Data section Block Start
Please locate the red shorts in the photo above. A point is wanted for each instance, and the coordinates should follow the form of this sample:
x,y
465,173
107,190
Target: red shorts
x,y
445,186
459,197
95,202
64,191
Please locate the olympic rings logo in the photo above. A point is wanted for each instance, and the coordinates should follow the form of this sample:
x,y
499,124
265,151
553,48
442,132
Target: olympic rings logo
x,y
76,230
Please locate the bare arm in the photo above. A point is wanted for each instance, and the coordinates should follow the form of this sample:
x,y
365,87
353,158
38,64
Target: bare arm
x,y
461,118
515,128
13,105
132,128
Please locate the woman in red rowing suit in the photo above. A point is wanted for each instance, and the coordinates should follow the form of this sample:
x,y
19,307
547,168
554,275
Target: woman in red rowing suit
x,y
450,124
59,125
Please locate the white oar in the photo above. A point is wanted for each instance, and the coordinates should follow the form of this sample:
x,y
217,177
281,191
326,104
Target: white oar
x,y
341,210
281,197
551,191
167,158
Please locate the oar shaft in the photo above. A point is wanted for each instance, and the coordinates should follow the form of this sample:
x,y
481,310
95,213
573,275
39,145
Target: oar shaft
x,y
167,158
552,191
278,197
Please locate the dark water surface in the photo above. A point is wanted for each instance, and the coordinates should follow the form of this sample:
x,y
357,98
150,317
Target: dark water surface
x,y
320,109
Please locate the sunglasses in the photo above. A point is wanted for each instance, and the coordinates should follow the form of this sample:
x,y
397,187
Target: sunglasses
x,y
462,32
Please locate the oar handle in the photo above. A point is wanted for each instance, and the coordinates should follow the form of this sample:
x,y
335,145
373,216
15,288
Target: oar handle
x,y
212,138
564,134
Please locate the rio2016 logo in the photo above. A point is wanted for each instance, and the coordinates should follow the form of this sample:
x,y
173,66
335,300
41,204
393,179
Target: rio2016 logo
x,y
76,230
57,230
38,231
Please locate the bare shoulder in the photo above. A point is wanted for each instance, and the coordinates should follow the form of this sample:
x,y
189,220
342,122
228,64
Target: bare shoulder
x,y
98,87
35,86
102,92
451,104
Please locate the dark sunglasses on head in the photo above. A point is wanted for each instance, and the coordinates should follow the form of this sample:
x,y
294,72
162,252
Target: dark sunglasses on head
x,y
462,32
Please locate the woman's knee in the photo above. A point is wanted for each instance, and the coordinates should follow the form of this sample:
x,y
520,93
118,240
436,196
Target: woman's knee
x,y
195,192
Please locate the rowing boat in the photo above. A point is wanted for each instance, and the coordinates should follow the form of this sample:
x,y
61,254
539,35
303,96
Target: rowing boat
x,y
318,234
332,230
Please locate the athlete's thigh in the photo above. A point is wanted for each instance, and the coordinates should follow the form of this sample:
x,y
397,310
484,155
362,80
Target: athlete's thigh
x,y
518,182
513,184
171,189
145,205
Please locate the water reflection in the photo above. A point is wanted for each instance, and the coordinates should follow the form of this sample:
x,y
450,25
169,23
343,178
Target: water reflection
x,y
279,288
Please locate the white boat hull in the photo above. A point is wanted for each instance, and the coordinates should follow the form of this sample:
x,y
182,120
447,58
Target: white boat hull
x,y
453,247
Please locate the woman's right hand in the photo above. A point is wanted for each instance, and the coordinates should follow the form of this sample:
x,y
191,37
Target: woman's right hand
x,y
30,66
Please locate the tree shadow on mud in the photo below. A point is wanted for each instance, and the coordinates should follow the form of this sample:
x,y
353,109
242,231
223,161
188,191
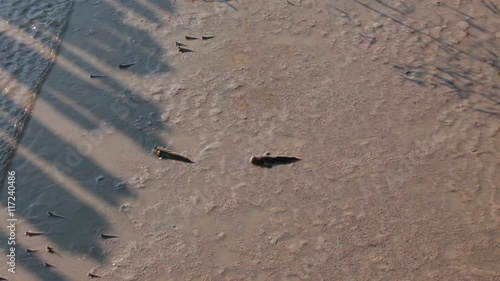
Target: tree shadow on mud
x,y
466,66
92,105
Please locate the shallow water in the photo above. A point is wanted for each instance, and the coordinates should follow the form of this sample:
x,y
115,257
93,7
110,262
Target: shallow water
x,y
30,33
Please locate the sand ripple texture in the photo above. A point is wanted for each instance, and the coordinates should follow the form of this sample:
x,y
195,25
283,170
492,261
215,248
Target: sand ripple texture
x,y
29,36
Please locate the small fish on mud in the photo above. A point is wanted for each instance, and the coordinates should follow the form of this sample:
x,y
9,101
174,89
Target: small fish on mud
x,y
162,152
54,215
125,65
98,179
30,233
185,50
269,161
108,236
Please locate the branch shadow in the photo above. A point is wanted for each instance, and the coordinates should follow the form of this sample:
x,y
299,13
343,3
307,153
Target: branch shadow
x,y
460,68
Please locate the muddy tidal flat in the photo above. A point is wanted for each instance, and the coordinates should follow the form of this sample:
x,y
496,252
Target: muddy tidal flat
x,y
390,108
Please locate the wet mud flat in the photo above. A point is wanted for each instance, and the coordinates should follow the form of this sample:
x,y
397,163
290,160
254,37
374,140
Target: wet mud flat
x,y
391,107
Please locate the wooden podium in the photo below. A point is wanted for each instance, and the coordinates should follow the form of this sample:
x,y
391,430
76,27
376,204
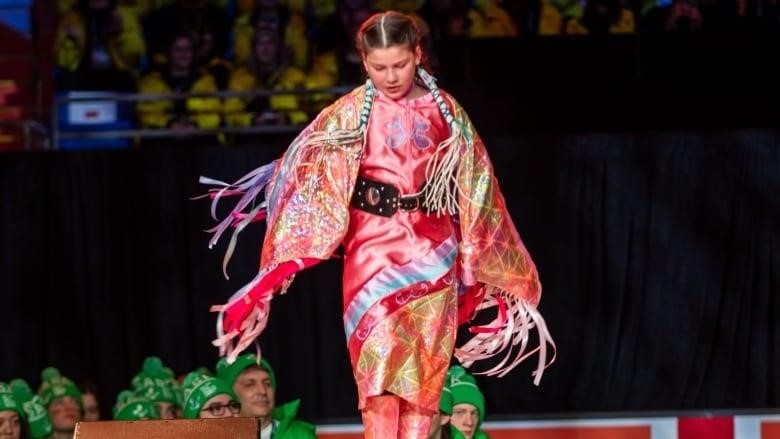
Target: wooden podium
x,y
224,428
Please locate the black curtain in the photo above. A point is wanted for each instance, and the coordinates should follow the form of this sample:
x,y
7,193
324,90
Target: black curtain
x,y
658,254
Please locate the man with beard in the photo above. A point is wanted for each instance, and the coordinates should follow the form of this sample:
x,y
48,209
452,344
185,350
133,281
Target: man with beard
x,y
62,399
255,385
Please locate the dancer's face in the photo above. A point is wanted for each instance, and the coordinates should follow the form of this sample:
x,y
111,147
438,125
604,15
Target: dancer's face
x,y
465,417
255,392
392,69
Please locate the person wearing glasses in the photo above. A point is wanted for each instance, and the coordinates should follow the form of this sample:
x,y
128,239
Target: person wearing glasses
x,y
208,397
254,382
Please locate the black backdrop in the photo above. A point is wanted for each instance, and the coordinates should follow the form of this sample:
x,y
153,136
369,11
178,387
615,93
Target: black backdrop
x,y
658,252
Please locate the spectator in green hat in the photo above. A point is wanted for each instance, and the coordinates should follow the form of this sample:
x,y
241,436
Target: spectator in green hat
x,y
468,405
89,401
254,383
11,415
156,383
206,396
35,414
133,407
62,399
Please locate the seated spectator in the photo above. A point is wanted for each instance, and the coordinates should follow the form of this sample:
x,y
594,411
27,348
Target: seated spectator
x,y
207,397
62,399
601,17
489,20
440,428
133,407
468,405
554,13
179,75
682,16
35,415
272,16
192,17
89,401
12,425
446,19
208,58
156,383
98,47
255,385
266,70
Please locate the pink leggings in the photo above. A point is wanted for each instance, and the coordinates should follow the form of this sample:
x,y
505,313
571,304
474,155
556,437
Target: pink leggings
x,y
388,416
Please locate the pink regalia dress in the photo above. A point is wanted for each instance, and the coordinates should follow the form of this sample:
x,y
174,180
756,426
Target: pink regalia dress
x,y
400,300
411,275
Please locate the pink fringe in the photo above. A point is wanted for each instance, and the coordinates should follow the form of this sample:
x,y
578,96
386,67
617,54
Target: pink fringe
x,y
509,335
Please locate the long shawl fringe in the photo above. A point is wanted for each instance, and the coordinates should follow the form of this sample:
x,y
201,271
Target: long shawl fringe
x,y
509,333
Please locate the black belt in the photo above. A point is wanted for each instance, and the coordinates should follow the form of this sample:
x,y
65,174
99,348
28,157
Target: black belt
x,y
383,199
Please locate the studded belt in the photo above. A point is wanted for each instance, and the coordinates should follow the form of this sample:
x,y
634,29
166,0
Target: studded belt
x,y
383,199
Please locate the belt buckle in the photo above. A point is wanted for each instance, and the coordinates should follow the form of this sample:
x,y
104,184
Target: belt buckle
x,y
403,204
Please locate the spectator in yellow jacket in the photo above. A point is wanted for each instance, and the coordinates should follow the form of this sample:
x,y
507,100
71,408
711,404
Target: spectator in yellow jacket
x,y
489,20
266,70
271,15
180,76
96,43
602,17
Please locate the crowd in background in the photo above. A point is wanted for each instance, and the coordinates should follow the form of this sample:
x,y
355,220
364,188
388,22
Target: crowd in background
x,y
201,47
245,388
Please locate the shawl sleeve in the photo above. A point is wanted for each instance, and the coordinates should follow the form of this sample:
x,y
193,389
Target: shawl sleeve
x,y
498,274
306,206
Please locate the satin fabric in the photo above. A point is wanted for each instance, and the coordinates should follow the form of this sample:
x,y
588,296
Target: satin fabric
x,y
399,284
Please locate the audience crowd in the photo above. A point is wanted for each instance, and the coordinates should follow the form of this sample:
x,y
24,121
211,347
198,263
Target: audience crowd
x,y
245,388
263,55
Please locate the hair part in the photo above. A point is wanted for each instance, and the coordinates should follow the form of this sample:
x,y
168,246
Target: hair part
x,y
388,29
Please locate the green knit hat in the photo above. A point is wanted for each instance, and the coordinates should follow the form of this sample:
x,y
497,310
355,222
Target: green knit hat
x,y
8,400
54,385
229,372
465,391
156,382
199,388
132,407
35,412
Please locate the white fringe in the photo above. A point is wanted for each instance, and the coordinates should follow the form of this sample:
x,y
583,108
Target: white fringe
x,y
510,337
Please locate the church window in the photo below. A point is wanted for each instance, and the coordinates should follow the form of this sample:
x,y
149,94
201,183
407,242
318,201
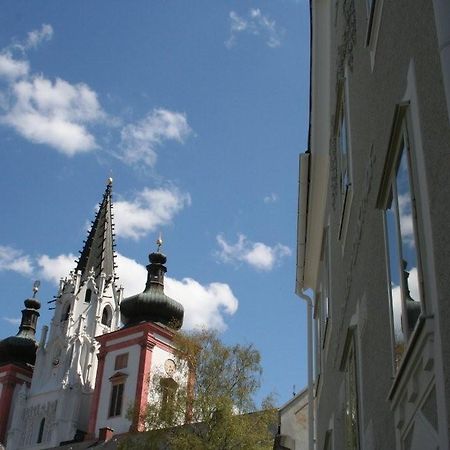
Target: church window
x,y
168,391
41,431
107,316
343,159
65,314
402,249
351,398
121,361
115,407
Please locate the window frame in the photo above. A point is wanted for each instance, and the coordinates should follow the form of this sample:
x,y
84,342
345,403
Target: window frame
x,y
115,407
400,142
349,349
345,189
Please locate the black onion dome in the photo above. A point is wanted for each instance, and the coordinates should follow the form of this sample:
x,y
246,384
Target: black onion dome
x,y
18,350
153,305
21,349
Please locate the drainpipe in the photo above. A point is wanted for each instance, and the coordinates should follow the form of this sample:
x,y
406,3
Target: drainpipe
x,y
442,17
304,161
309,312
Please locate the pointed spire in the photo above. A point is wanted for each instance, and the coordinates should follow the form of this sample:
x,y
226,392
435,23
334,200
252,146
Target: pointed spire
x,y
98,254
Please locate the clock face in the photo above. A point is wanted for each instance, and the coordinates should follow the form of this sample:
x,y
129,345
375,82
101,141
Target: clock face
x,y
170,367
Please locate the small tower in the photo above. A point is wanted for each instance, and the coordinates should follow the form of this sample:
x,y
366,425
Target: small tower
x,y
86,305
17,358
128,358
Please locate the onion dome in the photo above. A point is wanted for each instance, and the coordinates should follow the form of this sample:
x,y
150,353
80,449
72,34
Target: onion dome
x,y
153,305
21,349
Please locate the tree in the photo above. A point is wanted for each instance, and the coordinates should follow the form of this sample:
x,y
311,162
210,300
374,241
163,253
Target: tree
Data section Block End
Above are the records; copy each line from them that includes the string "below".

→ **Written reply**
Please locate the tree shadow on mud in the photo below. A point is wanted for each instance, and the coordinates should follow the form of this sample:
Please locate the wooden podium in the photo below. A point is wanted for each instance, and the coordinates should follow the form of this sample:
Please locate the church window in the photo below. A point is wanted for each instance, and the coordinates should follow the form of this sample:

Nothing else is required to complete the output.